### INSTRUCTIONS TO FOLLOW
Convert the part of the entries that starts at the line containing "[find] the white football" and runs through the last line of the entries, both ends included, into a JSON list of strings with one string per line and blank lines omitted.

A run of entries

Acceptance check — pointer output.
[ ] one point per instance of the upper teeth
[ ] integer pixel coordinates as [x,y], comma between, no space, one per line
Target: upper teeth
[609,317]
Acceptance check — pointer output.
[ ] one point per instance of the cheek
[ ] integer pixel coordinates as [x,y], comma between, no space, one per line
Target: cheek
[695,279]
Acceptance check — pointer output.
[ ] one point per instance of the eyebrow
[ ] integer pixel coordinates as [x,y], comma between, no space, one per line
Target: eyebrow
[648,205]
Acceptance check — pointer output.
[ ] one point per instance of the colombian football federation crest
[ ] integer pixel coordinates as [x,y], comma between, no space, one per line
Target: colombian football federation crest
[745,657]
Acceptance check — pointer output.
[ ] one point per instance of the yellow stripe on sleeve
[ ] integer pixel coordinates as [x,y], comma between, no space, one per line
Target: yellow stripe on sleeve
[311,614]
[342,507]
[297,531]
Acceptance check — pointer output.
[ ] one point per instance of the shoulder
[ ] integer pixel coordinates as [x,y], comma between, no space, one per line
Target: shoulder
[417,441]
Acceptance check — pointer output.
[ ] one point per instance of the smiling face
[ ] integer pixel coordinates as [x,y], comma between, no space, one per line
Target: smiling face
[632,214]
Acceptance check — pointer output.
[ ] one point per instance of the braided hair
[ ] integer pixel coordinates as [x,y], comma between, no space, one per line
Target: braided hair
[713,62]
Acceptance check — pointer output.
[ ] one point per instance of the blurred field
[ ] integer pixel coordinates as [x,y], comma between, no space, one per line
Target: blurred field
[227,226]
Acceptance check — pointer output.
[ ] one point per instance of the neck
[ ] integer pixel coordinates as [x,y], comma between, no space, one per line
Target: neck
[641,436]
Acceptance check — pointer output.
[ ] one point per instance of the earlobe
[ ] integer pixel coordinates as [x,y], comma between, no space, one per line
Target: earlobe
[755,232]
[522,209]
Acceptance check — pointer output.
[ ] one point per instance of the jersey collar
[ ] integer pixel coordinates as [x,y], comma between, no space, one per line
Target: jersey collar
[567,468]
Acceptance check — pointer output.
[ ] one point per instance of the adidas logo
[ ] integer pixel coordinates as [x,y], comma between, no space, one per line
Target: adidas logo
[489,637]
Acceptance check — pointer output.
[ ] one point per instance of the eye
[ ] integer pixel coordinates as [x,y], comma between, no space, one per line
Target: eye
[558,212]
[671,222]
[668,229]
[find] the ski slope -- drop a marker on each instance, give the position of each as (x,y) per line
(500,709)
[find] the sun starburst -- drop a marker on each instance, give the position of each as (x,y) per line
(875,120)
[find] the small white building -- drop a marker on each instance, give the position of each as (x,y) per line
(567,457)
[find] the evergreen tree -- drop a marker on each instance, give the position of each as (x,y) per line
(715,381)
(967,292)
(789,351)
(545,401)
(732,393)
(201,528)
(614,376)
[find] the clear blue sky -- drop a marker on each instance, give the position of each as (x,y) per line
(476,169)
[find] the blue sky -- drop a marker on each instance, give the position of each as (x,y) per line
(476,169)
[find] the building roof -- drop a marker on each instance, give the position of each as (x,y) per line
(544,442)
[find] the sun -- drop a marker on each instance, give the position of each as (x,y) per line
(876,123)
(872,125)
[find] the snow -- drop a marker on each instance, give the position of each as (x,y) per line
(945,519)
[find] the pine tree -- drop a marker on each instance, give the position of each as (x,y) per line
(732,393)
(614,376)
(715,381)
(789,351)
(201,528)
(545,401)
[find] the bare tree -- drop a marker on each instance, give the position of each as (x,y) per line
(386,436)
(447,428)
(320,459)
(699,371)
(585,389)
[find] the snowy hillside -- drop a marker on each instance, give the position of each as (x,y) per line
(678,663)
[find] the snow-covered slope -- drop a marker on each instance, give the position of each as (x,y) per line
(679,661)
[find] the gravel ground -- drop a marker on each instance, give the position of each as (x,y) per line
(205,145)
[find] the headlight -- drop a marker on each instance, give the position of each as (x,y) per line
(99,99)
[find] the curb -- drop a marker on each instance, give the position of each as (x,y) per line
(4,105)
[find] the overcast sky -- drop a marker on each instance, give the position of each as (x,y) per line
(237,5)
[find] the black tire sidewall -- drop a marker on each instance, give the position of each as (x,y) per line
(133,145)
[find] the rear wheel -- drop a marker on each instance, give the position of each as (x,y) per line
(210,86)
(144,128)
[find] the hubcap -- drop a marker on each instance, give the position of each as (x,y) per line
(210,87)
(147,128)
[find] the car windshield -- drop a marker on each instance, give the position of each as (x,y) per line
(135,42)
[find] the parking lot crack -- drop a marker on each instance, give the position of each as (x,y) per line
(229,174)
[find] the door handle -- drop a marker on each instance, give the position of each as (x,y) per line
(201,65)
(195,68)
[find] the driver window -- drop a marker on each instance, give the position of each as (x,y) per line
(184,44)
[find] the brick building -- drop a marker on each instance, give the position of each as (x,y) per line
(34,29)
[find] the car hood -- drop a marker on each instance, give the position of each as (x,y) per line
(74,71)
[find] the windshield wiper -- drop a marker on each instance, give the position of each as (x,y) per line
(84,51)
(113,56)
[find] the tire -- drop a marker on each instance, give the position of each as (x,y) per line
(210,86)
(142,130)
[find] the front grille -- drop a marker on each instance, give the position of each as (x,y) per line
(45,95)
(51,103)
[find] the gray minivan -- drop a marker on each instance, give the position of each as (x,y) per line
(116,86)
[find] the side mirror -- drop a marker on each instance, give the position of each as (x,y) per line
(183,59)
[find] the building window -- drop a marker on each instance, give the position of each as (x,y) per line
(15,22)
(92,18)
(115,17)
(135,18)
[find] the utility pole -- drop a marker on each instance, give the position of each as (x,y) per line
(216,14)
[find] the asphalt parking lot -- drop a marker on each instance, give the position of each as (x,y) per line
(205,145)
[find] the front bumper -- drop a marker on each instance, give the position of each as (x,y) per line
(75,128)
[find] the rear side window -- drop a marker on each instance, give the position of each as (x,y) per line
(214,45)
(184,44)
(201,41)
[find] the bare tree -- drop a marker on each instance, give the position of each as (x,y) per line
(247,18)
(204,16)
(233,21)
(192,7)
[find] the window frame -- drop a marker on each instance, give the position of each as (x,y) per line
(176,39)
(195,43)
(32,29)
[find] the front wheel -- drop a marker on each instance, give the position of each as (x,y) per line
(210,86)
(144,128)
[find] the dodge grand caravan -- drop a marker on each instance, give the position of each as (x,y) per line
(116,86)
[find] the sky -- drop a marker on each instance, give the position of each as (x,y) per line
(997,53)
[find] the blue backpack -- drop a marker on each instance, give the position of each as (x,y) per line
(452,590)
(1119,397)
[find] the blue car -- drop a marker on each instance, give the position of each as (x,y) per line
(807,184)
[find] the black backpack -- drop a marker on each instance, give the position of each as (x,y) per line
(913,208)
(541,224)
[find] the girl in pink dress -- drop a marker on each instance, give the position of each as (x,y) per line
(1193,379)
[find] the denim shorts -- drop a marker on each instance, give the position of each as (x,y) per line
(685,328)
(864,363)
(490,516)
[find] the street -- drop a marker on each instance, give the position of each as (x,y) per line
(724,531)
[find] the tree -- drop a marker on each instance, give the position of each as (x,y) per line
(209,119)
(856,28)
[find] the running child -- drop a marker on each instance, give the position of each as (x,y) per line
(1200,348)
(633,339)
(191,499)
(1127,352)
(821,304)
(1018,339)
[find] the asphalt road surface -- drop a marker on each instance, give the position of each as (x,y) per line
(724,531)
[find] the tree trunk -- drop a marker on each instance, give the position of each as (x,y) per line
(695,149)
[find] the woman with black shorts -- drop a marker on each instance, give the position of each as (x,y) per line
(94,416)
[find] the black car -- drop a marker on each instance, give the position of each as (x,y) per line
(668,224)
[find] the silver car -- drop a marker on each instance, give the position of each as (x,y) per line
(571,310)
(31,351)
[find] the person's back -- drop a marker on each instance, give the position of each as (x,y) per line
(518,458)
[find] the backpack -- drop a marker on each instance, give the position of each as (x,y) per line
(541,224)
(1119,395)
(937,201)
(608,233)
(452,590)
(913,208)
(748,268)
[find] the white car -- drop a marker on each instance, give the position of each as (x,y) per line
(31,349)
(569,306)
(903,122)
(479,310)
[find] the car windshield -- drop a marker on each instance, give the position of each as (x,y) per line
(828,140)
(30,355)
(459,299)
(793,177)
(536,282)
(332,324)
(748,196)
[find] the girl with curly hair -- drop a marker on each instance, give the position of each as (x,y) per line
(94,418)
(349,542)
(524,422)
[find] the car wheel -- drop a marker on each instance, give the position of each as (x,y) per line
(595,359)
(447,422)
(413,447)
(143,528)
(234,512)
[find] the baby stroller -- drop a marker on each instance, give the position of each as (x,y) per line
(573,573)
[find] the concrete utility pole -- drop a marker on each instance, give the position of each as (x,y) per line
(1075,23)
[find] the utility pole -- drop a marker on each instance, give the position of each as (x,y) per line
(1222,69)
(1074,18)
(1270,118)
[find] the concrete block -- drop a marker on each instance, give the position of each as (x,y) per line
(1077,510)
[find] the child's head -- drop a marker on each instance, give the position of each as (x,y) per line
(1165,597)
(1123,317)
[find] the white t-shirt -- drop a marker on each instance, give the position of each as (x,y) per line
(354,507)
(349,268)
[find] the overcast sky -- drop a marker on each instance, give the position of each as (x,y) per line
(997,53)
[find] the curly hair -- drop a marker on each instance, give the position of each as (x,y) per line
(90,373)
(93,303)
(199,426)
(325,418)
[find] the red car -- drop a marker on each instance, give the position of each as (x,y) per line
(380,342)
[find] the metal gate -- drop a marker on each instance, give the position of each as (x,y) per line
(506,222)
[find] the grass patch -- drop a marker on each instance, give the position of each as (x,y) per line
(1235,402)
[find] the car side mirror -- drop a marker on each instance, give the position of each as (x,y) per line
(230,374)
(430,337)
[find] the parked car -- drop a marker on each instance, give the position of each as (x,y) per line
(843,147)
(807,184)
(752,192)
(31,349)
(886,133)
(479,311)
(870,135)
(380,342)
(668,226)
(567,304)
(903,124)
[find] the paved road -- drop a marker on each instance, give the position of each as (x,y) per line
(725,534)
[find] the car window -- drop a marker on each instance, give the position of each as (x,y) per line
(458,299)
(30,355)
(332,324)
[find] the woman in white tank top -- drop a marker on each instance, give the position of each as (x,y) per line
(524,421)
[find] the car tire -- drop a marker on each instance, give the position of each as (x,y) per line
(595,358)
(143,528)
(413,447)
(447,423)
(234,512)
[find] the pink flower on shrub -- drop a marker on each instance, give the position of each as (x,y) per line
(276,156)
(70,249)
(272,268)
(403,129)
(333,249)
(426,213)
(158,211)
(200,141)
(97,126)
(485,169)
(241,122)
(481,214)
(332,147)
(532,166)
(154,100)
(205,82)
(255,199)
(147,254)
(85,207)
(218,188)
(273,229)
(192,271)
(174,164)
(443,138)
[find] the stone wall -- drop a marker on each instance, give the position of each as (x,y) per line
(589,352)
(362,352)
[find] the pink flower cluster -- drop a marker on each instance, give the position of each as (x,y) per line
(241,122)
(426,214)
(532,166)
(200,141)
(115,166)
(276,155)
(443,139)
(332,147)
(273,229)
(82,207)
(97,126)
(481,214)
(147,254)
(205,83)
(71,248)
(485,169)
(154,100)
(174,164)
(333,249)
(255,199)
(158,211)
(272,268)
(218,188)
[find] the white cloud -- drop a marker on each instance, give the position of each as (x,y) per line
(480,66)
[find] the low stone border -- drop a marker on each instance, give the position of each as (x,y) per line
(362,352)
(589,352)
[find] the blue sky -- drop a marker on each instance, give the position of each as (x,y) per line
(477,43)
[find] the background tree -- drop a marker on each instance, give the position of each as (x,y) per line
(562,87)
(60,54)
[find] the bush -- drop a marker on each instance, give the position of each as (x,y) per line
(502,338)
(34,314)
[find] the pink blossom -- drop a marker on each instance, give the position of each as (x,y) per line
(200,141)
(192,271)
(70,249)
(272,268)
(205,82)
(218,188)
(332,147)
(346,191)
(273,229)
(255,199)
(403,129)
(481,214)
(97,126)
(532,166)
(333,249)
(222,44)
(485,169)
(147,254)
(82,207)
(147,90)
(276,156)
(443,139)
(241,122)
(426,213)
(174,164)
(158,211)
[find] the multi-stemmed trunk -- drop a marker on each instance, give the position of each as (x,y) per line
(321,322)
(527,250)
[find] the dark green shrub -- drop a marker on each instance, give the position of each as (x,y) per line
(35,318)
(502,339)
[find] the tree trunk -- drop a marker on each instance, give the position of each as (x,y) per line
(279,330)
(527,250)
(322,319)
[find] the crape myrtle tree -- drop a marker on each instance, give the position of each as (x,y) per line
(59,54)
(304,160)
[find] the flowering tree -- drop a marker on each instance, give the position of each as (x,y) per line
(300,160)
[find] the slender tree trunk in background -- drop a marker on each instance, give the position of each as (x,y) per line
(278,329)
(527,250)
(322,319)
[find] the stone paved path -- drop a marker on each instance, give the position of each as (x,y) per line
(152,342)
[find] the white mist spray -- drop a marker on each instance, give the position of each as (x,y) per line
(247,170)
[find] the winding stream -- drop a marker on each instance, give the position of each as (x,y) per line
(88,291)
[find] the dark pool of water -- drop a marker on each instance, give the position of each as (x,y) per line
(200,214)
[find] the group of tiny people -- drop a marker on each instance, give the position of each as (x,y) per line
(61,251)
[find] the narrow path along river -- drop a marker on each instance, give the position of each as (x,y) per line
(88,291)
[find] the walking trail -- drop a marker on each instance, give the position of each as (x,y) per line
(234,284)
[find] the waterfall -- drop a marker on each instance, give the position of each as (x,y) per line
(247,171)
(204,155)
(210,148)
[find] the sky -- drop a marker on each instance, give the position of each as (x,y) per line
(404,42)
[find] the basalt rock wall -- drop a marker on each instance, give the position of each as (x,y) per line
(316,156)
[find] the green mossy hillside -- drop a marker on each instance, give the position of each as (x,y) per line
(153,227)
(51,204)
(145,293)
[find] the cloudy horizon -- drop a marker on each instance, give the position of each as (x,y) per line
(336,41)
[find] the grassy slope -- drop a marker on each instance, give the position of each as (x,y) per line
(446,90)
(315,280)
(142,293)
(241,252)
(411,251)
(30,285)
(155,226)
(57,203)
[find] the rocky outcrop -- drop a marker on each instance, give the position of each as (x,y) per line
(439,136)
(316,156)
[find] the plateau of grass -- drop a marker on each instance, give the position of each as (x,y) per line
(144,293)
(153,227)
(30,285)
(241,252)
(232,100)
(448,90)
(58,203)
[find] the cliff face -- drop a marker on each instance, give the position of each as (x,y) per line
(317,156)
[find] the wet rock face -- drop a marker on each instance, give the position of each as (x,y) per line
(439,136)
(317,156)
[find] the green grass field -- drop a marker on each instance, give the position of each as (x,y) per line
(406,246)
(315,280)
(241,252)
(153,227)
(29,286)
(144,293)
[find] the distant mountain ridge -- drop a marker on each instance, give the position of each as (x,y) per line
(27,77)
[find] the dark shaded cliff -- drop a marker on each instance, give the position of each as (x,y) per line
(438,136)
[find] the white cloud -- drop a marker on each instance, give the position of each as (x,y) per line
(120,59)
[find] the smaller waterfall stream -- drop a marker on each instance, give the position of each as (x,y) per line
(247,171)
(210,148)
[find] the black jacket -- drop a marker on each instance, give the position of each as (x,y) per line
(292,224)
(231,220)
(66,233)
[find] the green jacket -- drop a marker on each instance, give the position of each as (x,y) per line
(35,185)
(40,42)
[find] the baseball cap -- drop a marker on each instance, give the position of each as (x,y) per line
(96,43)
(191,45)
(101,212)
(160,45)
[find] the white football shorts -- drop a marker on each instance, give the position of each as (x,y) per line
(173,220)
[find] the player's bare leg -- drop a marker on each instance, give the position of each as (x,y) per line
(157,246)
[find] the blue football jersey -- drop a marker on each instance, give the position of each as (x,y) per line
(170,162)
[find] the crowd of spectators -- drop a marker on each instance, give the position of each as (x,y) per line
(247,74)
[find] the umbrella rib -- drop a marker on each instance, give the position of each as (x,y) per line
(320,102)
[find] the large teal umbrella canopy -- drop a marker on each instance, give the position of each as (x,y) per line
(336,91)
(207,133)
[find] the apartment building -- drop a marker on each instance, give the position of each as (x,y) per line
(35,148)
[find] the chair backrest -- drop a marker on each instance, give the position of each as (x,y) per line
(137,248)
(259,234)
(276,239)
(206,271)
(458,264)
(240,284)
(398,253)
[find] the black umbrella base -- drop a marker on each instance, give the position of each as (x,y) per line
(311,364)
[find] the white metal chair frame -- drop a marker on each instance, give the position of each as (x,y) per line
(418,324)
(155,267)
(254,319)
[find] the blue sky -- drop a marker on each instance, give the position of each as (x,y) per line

### WRITTEN RESPONSE
[
  "[find] the white football shorts -- drop a marker on each instance, give the position of each as (x,y) per line",
  "(173,220)",
  "[find] the player's bare leg -- drop a marker on each instance, give the position of each as (x,y) per line",
  "(157,246)",
  "[find] the blue football jersey -- drop a marker on each instance, give the position of each as (x,y) per line",
  "(170,162)",
  "[find] the crowd of spectators -- drop a marker on each instance, give the position of each as (x,y) per line",
  "(247,74)",
  "[find] the umbrella rib -- drop a marker on each instance, give the position of each as (x,y) per line",
  "(320,102)",
  "[find] the large teal umbrella canopy -- drop a marker on each instance, give the position of each as (x,y) per line",
  "(336,91)",
  "(207,133)",
  "[find] the apartment building -- drop a marker on each instance, give the position of each as (x,y) per line",
  "(35,148)",
  "[find] the chair backrest -- drop a marker on each instance, give the position of each as (x,y) per line",
  "(137,248)",
  "(259,234)",
  "(276,239)",
  "(206,271)",
  "(458,264)",
  "(240,284)",
  "(398,253)",
  "[find] the black umbrella base -- drop a marker on each instance, give the position of each as (x,y) per line",
  "(311,364)",
  "[find] the white metal chair frame -- drop a marker on each instance, give the position of each as (x,y) per line",
  "(418,324)",
  "(155,267)",
  "(254,319)",
  "[find] the blue sky -- drop a marker on each instance, give the position of each as (x,y) per line"
]